*DIRECTIONS FOR THIS TASK:* In the records below, locate the line containing "Identify one point per instance of the wheel well"; output that line and every following line through the last, exactly.

*RECORDS SHOWN:*
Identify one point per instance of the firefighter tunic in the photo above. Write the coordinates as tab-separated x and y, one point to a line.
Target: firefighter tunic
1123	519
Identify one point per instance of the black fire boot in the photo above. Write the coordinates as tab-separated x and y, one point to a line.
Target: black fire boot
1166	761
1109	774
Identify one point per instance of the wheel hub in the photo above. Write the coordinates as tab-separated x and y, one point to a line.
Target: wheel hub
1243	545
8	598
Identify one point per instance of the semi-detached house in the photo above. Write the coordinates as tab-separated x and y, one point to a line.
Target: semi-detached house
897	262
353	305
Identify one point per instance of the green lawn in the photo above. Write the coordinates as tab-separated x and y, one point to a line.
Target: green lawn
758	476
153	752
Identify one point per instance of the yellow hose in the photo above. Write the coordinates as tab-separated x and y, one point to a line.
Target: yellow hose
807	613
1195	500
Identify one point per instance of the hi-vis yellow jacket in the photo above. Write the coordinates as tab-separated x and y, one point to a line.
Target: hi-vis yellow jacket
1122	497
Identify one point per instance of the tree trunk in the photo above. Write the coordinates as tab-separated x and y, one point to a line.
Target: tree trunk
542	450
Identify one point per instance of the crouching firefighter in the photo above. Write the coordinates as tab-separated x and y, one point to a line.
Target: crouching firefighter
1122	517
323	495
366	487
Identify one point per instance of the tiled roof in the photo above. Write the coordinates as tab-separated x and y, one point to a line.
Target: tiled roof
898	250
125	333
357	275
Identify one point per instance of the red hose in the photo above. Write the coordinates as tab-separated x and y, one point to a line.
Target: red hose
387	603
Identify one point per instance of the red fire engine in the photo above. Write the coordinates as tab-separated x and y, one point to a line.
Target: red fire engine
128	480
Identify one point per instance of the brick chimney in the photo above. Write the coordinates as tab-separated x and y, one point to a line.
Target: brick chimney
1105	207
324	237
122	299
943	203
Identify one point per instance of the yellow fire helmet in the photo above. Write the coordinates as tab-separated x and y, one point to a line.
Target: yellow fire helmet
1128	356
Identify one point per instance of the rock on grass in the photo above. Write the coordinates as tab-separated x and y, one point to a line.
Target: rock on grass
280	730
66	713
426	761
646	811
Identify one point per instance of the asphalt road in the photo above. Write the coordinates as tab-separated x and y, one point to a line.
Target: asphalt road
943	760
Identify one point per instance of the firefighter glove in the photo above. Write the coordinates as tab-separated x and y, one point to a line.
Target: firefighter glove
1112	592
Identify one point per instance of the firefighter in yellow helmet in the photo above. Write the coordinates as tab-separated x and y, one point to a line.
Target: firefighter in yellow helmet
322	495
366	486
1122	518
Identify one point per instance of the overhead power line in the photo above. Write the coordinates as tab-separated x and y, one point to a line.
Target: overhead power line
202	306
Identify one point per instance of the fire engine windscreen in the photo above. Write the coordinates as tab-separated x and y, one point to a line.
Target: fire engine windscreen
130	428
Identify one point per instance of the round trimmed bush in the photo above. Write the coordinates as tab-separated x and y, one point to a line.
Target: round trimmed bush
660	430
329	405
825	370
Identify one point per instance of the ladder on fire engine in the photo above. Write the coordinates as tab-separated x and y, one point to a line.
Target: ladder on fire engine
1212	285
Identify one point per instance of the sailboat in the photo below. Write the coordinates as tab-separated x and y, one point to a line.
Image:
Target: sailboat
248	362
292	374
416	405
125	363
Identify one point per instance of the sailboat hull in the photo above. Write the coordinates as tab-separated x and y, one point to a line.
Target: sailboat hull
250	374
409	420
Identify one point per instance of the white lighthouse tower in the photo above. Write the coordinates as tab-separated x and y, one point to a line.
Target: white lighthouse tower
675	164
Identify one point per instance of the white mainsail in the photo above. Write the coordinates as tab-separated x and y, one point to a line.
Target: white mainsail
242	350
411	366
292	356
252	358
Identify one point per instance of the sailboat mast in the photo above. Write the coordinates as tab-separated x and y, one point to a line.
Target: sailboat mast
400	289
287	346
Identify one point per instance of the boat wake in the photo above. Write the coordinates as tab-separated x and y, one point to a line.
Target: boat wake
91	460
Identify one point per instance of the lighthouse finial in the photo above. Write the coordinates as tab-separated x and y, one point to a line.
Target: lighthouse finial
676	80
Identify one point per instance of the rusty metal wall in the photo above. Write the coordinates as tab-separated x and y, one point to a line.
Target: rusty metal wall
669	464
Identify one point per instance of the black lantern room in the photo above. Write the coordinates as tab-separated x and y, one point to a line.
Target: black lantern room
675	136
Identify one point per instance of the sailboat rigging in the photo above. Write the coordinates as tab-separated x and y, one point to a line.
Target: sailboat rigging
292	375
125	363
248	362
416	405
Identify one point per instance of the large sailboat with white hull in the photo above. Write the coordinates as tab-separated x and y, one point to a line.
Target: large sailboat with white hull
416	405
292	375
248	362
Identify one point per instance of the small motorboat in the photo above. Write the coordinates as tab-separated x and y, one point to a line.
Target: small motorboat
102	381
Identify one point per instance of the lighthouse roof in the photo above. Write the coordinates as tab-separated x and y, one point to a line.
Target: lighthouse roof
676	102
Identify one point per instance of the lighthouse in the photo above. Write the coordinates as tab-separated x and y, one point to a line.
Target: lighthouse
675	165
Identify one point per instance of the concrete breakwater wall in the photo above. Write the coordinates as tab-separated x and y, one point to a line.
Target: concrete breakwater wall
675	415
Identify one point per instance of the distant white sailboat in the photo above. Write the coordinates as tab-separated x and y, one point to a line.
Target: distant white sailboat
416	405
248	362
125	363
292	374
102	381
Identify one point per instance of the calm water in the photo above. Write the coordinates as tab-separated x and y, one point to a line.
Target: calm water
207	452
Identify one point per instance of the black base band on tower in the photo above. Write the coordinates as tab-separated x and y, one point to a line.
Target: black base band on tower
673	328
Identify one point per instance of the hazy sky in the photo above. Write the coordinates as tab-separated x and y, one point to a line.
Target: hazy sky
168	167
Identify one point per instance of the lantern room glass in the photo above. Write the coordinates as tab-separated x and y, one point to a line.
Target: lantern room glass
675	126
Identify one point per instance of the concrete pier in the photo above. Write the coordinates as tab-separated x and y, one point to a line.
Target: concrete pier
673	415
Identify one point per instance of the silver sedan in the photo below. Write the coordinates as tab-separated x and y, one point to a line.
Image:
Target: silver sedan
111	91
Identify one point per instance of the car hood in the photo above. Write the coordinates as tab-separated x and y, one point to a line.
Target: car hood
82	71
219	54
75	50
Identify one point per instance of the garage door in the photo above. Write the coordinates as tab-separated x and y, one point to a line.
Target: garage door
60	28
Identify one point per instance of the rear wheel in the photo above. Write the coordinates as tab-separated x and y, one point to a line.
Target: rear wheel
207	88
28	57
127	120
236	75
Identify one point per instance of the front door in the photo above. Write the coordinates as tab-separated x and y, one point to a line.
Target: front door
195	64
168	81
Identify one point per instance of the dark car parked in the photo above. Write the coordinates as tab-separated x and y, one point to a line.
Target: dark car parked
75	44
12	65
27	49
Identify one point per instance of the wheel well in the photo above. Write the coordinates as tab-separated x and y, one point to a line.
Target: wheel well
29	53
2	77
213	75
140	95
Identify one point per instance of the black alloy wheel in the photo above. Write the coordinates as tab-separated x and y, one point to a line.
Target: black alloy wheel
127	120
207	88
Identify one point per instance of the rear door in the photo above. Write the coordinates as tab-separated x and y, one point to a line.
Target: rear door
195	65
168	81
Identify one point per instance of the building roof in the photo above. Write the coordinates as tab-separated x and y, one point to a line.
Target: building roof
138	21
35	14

*COMPLETE ANSWER:*
Identify one point per instance of the wheel well in the photo above. Write the coordinates as tab-separated x and y, one point to a line.
Target: wheel well
29	53
2	77
213	75
140	95
Identify one point per instance of the black alloy wheel in the photo above. Write the coordinates as tab-separated x and y, one point to a line.
Target: black alloy wheel
127	120
207	88
Identify one point per instance of the rear door in the photo above. Write the coordinates as tab-separated x and y, one point to a line.
Target: rear door
195	65
168	81
Identify one point per instance of the building roof in the photo above. Write the coordinates as tab-separated x and y, one point to a line.
Target: building roof
138	21
35	14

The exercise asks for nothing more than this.